■ **What you should do**:
Convert each line of the records below into a JSON list of strings, one string per line, leaving out blank lines.

+ + +

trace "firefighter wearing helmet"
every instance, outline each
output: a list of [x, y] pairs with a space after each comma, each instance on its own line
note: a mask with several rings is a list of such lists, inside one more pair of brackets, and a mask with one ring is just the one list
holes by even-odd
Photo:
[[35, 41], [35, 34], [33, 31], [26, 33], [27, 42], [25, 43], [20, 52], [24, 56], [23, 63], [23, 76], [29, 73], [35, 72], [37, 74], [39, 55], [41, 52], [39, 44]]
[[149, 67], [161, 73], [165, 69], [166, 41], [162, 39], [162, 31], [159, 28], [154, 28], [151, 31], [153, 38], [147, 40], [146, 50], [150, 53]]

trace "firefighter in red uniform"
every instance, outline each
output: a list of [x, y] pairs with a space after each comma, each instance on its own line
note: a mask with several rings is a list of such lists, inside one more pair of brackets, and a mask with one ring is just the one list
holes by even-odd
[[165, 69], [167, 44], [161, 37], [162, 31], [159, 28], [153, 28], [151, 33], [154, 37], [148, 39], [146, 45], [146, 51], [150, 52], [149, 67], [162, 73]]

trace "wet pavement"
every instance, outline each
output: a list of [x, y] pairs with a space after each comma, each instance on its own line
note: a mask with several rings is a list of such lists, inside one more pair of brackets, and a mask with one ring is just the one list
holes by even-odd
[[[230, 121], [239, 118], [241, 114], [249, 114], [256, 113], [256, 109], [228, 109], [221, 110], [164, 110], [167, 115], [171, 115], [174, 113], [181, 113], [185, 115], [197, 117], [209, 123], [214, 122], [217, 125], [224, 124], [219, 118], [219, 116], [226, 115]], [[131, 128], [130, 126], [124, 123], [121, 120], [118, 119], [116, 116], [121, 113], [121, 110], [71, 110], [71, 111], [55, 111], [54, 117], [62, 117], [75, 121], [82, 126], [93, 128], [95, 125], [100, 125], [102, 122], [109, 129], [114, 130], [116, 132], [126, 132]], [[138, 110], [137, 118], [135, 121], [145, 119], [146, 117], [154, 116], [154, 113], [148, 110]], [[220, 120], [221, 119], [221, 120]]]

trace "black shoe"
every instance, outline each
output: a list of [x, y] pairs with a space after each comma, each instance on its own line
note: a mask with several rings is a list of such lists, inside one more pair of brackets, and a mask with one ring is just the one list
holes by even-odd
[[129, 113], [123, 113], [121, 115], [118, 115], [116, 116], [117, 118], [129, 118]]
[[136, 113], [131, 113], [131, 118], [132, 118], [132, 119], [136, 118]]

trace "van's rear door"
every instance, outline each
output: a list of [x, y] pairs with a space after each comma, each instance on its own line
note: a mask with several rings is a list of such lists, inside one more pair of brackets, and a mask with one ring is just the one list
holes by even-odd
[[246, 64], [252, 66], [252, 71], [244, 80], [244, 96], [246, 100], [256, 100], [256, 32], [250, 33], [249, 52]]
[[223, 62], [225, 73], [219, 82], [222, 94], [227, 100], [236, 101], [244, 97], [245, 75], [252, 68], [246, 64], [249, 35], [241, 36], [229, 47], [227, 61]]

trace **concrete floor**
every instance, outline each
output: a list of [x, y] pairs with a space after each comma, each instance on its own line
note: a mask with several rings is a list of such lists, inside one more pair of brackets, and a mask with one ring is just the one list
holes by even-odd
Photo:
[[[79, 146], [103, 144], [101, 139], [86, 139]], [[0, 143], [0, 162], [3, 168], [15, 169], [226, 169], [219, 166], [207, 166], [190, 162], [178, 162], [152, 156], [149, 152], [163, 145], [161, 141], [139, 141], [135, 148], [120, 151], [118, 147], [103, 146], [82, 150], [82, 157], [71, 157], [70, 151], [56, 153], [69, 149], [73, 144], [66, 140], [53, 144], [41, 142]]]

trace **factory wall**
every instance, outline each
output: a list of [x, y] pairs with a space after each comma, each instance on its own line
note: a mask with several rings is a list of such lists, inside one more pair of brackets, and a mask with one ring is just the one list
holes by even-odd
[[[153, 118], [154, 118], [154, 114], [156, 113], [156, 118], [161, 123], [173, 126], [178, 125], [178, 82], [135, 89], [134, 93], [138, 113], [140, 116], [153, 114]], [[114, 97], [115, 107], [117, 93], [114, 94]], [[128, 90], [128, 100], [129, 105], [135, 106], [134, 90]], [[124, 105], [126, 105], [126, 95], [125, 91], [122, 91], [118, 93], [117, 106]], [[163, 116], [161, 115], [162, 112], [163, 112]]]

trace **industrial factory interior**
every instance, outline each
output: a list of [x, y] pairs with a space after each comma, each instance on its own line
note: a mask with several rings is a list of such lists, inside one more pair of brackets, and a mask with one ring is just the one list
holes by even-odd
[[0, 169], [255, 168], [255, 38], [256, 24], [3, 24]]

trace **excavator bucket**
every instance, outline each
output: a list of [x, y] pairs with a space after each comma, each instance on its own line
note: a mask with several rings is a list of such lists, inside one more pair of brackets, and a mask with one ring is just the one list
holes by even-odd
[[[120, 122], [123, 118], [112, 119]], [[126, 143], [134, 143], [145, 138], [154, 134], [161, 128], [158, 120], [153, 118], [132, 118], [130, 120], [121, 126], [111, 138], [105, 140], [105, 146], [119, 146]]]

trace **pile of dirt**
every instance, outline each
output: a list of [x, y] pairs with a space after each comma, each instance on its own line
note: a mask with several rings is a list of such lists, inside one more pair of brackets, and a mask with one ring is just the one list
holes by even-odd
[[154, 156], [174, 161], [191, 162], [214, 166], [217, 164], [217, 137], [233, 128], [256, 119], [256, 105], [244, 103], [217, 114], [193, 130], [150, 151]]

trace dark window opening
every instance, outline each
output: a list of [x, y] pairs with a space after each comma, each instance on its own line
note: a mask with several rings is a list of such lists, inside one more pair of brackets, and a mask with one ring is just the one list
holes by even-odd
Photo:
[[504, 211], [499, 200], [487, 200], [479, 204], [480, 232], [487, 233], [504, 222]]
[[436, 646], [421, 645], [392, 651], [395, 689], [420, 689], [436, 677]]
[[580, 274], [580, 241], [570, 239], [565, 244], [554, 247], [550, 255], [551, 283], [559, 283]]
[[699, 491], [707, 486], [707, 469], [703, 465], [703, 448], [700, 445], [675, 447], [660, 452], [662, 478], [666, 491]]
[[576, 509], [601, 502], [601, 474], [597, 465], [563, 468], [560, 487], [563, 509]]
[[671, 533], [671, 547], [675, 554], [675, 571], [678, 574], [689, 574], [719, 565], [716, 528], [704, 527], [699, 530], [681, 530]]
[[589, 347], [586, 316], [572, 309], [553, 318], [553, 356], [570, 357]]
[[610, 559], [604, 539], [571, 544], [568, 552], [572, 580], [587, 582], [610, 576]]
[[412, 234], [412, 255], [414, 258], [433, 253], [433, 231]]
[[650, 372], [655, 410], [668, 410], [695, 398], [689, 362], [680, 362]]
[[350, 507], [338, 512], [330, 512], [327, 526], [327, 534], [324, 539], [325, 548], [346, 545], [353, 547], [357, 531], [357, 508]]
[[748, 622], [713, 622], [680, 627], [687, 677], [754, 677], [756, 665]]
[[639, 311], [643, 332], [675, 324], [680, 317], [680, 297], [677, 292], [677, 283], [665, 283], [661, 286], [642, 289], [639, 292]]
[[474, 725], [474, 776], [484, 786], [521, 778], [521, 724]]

+ + +

■ **Response**:
[
  "trace \"firefighter wearing helmet\"",
  "every instance, outline each",
  "output: a list of [x, y] pairs with a space after each comma, each instance on its own line",
  "note: a mask with several rings is a list of such lists, inside one more pair of brackets, and a mask with one ring is just the one list",
  "holes by even-odd",
  "Photo:",
  "[[35, 41], [35, 34], [33, 31], [26, 33], [27, 42], [25, 43], [20, 52], [24, 56], [23, 63], [23, 76], [29, 73], [35, 72], [37, 74], [39, 55], [41, 52], [39, 44]]",
  "[[149, 67], [161, 73], [165, 69], [166, 41], [162, 39], [162, 31], [159, 28], [154, 28], [151, 31], [153, 38], [147, 40], [146, 50], [150, 53]]",
  "trace \"firefighter in red uniform\"",
  "every instance, outline each",
  "output: a list of [x, y] pairs with a space after each comma, each instance on its own line",
  "note: a mask with several rings is a list of such lists, inside one more pair of brackets, and a mask with one ring is just the one list",
  "holes by even-odd",
  "[[165, 69], [167, 44], [161, 37], [162, 31], [159, 28], [153, 28], [151, 33], [154, 37], [148, 39], [146, 45], [146, 51], [150, 52], [149, 67], [162, 73]]",
  "trace \"wet pavement\"",
  "every instance, outline each",
  "output: a list of [x, y] pairs with a space after each comma, each instance on its own line",
  "note: a mask with several rings is a list of such lists, inside one more pair of brackets, and a mask with one ring is just the one list",
  "holes by even-odd",
  "[[[230, 121], [239, 118], [241, 114], [249, 114], [256, 113], [256, 109], [228, 109], [221, 110], [164, 110], [167, 115], [171, 115], [174, 113], [181, 113], [185, 115], [197, 117], [209, 123], [214, 122], [217, 125], [224, 124], [219, 118], [219, 116], [226, 115]], [[131, 128], [130, 126], [124, 123], [121, 120], [118, 119], [116, 116], [121, 113], [121, 110], [71, 110], [71, 111], [55, 111], [54, 117], [62, 117], [75, 121], [82, 126], [93, 128], [95, 125], [100, 125], [102, 122], [109, 129], [114, 130], [116, 132], [126, 132]], [[138, 110], [137, 118], [135, 121], [145, 119], [146, 117], [154, 116], [154, 113], [148, 110]], [[220, 120], [221, 119], [221, 120]]]",
  "trace \"black shoe\"",
  "every instance, outline each",
  "output: a list of [x, y] pairs with a space after each comma, each instance on its own line",
  "note: a mask with several rings is a list of such lists, inside one more pair of brackets, and a mask with one ring is just the one list",
  "holes by even-odd",
  "[[129, 113], [123, 113], [121, 115], [118, 115], [116, 116], [117, 118], [129, 118]]",
  "[[136, 113], [131, 113], [131, 118], [132, 118], [132, 119], [136, 118]]",
  "trace \"van's rear door\"",
  "every instance, outline each",
  "output: a list of [x, y] pairs with a space after each comma, each instance on its own line",
  "note: a mask with several rings is a list of such lists, inside one more pair of brackets, and a mask with one ring is just the one list",
  "holes by even-odd",
  "[[246, 64], [252, 66], [252, 71], [244, 80], [244, 96], [246, 100], [256, 100], [256, 32], [250, 33], [249, 52]]",
  "[[223, 62], [225, 73], [219, 82], [222, 94], [227, 100], [236, 101], [244, 97], [245, 75], [252, 68], [246, 64], [249, 35], [241, 36], [229, 47], [227, 61]]",
  "trace **concrete floor**",
  "every instance, outline each",
  "output: a list of [x, y] pairs with a space after each comma, each instance on its own line",
  "note: a mask with several rings is a list of such lists, inside one more pair of brackets, and a mask with one ring is just the one list",
  "holes by even-odd",
  "Photo:",
  "[[[79, 146], [103, 144], [101, 139], [86, 139]], [[0, 143], [0, 162], [3, 168], [15, 169], [226, 169], [219, 166], [207, 166], [190, 162], [178, 162], [152, 156], [149, 152], [163, 145], [161, 141], [139, 141], [135, 148], [120, 151], [118, 147], [103, 146], [82, 150], [82, 157], [71, 157], [70, 151], [56, 153], [69, 149], [73, 144], [66, 140], [53, 144], [41, 142]]]",
  "trace **factory wall**",
  "every instance, outline each",
  "output: a list of [x, y] pairs with a space after each comma, each instance on its own line",
  "note: a mask with several rings is a list of such lists, inside one more pair of brackets, and a mask with one ring is just the one list",
  "holes by even-odd",
  "[[[153, 118], [154, 118], [154, 114], [156, 113], [156, 118], [161, 123], [173, 126], [178, 125], [178, 82], [135, 89], [134, 93], [138, 113], [140, 116], [153, 114]], [[114, 97], [115, 107], [117, 93], [114, 94]], [[128, 90], [128, 100], [129, 105], [135, 106], [134, 90]], [[124, 105], [126, 105], [126, 95], [125, 91], [122, 91], [118, 93], [117, 106]], [[163, 116], [161, 115], [162, 112], [163, 112]]]",
  "trace **industrial factory interior**",
  "every instance, outline each",
  "output: a list of [x, y] pairs with a space after each comma, each instance on its own line",
  "note: a mask with several rings is a list of such lists, inside one more pair of brackets, and a mask with one ring is just the one list",
  "holes by even-odd",
  "[[0, 169], [255, 168], [255, 38], [256, 24], [3, 24]]",
  "trace **excavator bucket**",
  "every instance, outline each",
  "output: a list of [x, y] pairs with a space after each comma, each instance on its own line",
  "note: a mask with several rings is a list of such lists, inside one more pair of brackets, and a mask with one ring is just the one list",
  "holes by even-odd",
  "[[[120, 122], [123, 118], [112, 119]], [[126, 143], [134, 143], [145, 138], [154, 134], [161, 128], [158, 120], [153, 118], [132, 118], [130, 120], [121, 126], [111, 138], [105, 140], [105, 146], [119, 146]]]",
  "trace **pile of dirt**",
  "every instance, outline each",
  "output: a list of [x, y] pairs with a space after each comma, each instance on its own line",
  "note: a mask with several rings is a list of such lists, inside one more pair of brackets, and a mask with one ring is just the one list",
  "holes by even-odd",
  "[[154, 156], [174, 161], [191, 162], [214, 166], [217, 164], [217, 137], [233, 128], [256, 119], [256, 105], [244, 103], [217, 114], [193, 130], [150, 151]]",
  "trace dark window opening",
  "every instance, outline each",
  "output: a list of [x, y] pairs with a space after each comma, each instance on its own line",
  "note: a mask with several rings is a list of such lists, inside one more pair of brackets, and a mask with one ring is just the one list",
  "holes by even-odd",
  "Photo:",
  "[[504, 211], [499, 200], [487, 200], [479, 204], [480, 232], [487, 233], [504, 222]]",
  "[[436, 646], [421, 645], [392, 651], [395, 689], [420, 689], [436, 677]]",
  "[[580, 274], [580, 241], [570, 239], [565, 244], [554, 247], [550, 255], [551, 283], [559, 283]]",
  "[[699, 491], [707, 486], [707, 469], [703, 465], [703, 448], [700, 445], [675, 447], [660, 452], [662, 478], [666, 491]]",
  "[[576, 509], [601, 502], [601, 474], [597, 465], [563, 468], [560, 487], [563, 509]]",
  "[[671, 533], [671, 547], [675, 554], [675, 571], [678, 574], [689, 574], [719, 565], [716, 528], [704, 527], [699, 530], [681, 530]]",
  "[[589, 347], [586, 316], [572, 309], [553, 318], [553, 356], [570, 357]]",
  "[[610, 559], [604, 539], [571, 544], [568, 552], [572, 580], [587, 582], [610, 576]]",
  "[[412, 234], [412, 255], [414, 258], [433, 253], [433, 231]]",
  "[[650, 372], [655, 410], [668, 410], [695, 398], [689, 362], [680, 362]]",
  "[[350, 507], [338, 512], [330, 512], [327, 526], [327, 534], [324, 539], [325, 548], [346, 545], [353, 547], [357, 531], [357, 508]]",
  "[[748, 622], [713, 622], [680, 627], [687, 677], [754, 677], [756, 665]]",
  "[[639, 311], [643, 332], [675, 324], [680, 317], [680, 297], [677, 292], [677, 283], [665, 283], [661, 286], [642, 289], [639, 292]]",
  "[[474, 725], [474, 776], [484, 786], [521, 778], [521, 724]]"
]